Dataset records on where objects are located:
(begin)
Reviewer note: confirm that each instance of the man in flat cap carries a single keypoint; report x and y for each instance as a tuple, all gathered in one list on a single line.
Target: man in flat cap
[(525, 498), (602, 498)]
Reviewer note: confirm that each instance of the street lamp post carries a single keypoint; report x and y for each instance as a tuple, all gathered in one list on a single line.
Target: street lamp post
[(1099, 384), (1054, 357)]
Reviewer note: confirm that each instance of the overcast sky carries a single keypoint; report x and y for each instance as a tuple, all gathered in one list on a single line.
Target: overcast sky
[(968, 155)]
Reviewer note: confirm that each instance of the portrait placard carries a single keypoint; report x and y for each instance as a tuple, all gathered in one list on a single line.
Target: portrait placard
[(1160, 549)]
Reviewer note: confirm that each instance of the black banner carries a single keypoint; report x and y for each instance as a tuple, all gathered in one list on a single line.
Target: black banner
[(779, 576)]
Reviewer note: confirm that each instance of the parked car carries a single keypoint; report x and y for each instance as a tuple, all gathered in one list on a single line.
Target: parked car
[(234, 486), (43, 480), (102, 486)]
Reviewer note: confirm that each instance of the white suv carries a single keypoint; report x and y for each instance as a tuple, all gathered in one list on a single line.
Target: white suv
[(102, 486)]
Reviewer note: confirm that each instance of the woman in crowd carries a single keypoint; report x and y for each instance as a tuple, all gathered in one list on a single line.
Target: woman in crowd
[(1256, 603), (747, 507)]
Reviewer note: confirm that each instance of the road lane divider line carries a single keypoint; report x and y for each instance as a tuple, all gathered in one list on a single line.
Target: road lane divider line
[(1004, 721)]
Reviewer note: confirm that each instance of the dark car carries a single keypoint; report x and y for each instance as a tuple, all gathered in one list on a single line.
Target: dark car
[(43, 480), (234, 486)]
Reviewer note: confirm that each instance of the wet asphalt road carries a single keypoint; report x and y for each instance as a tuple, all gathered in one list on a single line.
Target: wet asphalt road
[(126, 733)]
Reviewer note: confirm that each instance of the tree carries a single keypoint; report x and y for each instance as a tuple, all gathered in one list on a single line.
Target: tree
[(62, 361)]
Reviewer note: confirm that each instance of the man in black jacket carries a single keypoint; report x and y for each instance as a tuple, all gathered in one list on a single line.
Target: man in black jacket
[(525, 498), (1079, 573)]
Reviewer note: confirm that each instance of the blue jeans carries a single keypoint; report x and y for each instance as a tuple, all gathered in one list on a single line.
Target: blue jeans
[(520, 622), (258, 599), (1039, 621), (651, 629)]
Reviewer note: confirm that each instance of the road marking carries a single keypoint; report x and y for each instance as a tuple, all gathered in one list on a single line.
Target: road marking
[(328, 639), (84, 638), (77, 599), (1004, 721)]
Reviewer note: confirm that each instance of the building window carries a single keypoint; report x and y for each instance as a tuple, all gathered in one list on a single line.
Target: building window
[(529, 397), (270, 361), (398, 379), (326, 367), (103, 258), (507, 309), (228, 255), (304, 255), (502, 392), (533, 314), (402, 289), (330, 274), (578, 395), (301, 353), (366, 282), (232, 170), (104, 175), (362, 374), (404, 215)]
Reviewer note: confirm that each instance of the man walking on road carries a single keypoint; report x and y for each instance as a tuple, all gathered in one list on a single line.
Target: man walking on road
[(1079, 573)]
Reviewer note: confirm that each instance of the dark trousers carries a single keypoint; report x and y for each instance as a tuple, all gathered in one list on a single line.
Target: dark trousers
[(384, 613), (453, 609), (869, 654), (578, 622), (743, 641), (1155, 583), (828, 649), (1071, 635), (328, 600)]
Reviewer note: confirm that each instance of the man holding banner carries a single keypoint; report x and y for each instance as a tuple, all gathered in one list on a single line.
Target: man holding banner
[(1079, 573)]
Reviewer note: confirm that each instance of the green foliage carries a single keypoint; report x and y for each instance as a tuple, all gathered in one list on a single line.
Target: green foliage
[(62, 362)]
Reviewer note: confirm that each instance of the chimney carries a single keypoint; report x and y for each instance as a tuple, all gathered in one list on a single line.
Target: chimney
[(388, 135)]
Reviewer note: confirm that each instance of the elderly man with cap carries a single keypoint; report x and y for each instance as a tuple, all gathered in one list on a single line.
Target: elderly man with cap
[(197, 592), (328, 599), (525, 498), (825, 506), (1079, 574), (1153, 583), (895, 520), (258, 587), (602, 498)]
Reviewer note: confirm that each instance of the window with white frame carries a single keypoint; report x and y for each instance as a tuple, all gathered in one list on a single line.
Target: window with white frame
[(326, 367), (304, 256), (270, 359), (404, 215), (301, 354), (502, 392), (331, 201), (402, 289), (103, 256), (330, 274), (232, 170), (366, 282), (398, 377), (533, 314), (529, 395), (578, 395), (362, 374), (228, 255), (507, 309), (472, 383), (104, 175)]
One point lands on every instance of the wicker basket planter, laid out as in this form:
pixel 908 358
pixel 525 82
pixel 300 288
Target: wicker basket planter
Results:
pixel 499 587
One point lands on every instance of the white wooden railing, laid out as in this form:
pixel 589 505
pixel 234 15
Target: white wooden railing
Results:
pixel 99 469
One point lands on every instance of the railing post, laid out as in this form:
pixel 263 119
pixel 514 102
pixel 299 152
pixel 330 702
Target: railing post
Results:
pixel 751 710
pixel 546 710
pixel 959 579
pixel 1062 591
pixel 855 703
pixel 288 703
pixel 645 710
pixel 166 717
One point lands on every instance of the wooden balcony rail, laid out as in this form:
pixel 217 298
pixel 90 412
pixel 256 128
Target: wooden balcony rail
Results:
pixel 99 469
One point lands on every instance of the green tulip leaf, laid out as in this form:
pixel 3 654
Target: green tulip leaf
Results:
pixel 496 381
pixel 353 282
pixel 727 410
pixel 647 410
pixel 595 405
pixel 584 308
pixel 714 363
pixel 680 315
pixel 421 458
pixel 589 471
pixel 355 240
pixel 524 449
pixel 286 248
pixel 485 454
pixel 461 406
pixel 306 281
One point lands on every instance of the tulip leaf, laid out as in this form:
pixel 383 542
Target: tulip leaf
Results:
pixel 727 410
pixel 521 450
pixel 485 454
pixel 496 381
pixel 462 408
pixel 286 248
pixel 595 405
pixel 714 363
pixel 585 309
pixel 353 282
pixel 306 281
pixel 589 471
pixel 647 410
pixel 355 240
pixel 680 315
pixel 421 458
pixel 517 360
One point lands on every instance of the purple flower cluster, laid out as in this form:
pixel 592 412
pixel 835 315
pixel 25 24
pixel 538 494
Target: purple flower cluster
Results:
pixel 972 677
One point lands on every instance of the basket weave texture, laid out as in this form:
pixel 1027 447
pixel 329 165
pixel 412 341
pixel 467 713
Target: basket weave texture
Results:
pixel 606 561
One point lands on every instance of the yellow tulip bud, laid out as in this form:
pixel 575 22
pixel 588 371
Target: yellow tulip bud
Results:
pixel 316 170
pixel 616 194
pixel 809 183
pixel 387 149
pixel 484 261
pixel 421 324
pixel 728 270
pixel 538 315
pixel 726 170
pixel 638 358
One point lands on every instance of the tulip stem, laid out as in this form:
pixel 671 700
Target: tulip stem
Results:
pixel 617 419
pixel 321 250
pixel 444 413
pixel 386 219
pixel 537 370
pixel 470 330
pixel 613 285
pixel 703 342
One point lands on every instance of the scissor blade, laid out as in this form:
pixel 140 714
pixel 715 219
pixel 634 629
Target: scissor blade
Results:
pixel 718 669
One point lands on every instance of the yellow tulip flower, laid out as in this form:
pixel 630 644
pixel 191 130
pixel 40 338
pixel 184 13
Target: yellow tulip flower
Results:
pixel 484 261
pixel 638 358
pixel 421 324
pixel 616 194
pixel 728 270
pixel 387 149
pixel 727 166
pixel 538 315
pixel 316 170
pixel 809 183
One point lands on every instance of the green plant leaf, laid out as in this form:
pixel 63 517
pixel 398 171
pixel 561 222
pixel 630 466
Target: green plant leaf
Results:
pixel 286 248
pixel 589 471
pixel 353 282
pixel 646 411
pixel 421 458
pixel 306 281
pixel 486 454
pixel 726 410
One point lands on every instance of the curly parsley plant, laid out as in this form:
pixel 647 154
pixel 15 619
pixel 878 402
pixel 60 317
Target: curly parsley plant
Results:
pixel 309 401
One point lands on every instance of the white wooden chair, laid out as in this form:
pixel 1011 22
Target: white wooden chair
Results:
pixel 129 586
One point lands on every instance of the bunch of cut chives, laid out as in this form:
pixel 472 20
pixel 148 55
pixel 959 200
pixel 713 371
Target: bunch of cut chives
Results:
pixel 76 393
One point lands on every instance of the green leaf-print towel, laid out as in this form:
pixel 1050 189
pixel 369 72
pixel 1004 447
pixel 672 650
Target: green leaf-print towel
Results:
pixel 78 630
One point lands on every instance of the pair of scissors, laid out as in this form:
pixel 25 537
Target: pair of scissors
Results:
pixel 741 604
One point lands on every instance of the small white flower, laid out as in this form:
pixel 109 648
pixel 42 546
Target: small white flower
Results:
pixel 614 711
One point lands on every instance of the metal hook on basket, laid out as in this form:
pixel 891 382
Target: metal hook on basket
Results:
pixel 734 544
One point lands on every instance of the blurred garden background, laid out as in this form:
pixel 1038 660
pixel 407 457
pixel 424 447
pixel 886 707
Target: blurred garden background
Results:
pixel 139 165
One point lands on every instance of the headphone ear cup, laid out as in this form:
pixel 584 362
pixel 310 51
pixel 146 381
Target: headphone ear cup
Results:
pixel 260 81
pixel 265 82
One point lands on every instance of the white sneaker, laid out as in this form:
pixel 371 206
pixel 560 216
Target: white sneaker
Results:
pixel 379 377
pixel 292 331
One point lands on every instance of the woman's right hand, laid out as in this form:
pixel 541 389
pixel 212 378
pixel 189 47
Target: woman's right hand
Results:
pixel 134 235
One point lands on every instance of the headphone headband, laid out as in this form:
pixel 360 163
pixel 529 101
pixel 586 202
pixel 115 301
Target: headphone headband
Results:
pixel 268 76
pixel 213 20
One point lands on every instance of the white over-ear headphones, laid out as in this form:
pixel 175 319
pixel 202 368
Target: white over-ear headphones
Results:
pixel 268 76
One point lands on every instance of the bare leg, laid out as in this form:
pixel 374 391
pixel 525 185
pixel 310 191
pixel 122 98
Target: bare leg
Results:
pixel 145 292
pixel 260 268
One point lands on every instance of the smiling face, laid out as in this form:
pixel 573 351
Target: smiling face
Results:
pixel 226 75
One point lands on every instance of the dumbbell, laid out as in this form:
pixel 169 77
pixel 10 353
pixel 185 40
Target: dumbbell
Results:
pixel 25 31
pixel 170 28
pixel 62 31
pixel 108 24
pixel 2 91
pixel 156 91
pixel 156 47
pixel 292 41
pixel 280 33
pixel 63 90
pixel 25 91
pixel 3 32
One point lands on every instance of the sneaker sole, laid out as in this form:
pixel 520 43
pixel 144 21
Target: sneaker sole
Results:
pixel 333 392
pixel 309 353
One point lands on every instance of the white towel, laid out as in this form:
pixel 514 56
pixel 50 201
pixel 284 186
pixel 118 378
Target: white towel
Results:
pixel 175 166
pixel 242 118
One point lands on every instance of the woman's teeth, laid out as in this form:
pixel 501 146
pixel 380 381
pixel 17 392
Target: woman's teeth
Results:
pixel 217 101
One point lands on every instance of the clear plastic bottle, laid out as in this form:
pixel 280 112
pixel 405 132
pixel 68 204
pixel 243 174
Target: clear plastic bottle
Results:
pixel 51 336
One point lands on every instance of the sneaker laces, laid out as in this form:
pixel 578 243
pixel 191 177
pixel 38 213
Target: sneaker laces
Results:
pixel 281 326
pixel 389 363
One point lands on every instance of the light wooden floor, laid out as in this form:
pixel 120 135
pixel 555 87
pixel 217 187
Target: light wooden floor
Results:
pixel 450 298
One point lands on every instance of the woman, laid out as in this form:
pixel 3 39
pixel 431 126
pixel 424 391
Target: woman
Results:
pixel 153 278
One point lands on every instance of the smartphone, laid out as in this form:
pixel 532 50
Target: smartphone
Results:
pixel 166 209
(end)
Copy the material above without any change, starting at its first line and ending after the line that contains "[(1004, 721)]".

Expected output:
Reviewer note: confirm that each instance of the man in flat cap carries a single keypoint; report x and y for each instance as a tuple, all gathered in one list on a single line.
Target: man in flat cap
[(525, 498), (602, 498)]
Reviewer note: confirm that each instance of the street lamp post carries a single keypoint; report x and y for each instance as a tuple, all gathered in one list on a single line.
Target: street lamp post
[(1099, 384), (1054, 357)]
Reviewer note: confirm that each instance of the overcast sky carries a single keypoint; report x and y for each instance as a tuple, all gathered in one list on a single line.
Target: overcast sky
[(968, 155)]
Reviewer note: confirm that each instance of the portrait placard carries a single keypoint; report x and y for each instance as a tuple, all gathered in one list on a single line.
Target: portrait placard
[(1160, 549)]
Reviewer note: confirm that each instance of the black banner carries a single keypoint; report x and y for each instance as a tuple, all gathered in one list on a single line.
Target: black banner
[(779, 576)]
Reviewer note: confirm that each instance of the parked car carries a single keypoint; report x and y for each instance as a tuple, all gathered in one list on a single line.
Target: parked car
[(234, 486), (43, 480), (102, 486)]
Reviewer note: confirm that each instance of the white suv carries a single keypoint; report x and y for each instance as a tuple, all gathered in one list on a single line.
Target: white suv
[(102, 486)]
Reviewer note: confirm that each instance of the woman in crowd carries a single keypoint; report x and y for each instance as a tuple, all gathered in one list on a single line.
Target: woman in crowd
[(1256, 603), (747, 507)]
Reviewer note: confirm that each instance of the road lane divider line carries a single keypoint; report x and y for each instance as a tuple, all gathered in one list on a single line.
Target: road lane divider line
[(1004, 721)]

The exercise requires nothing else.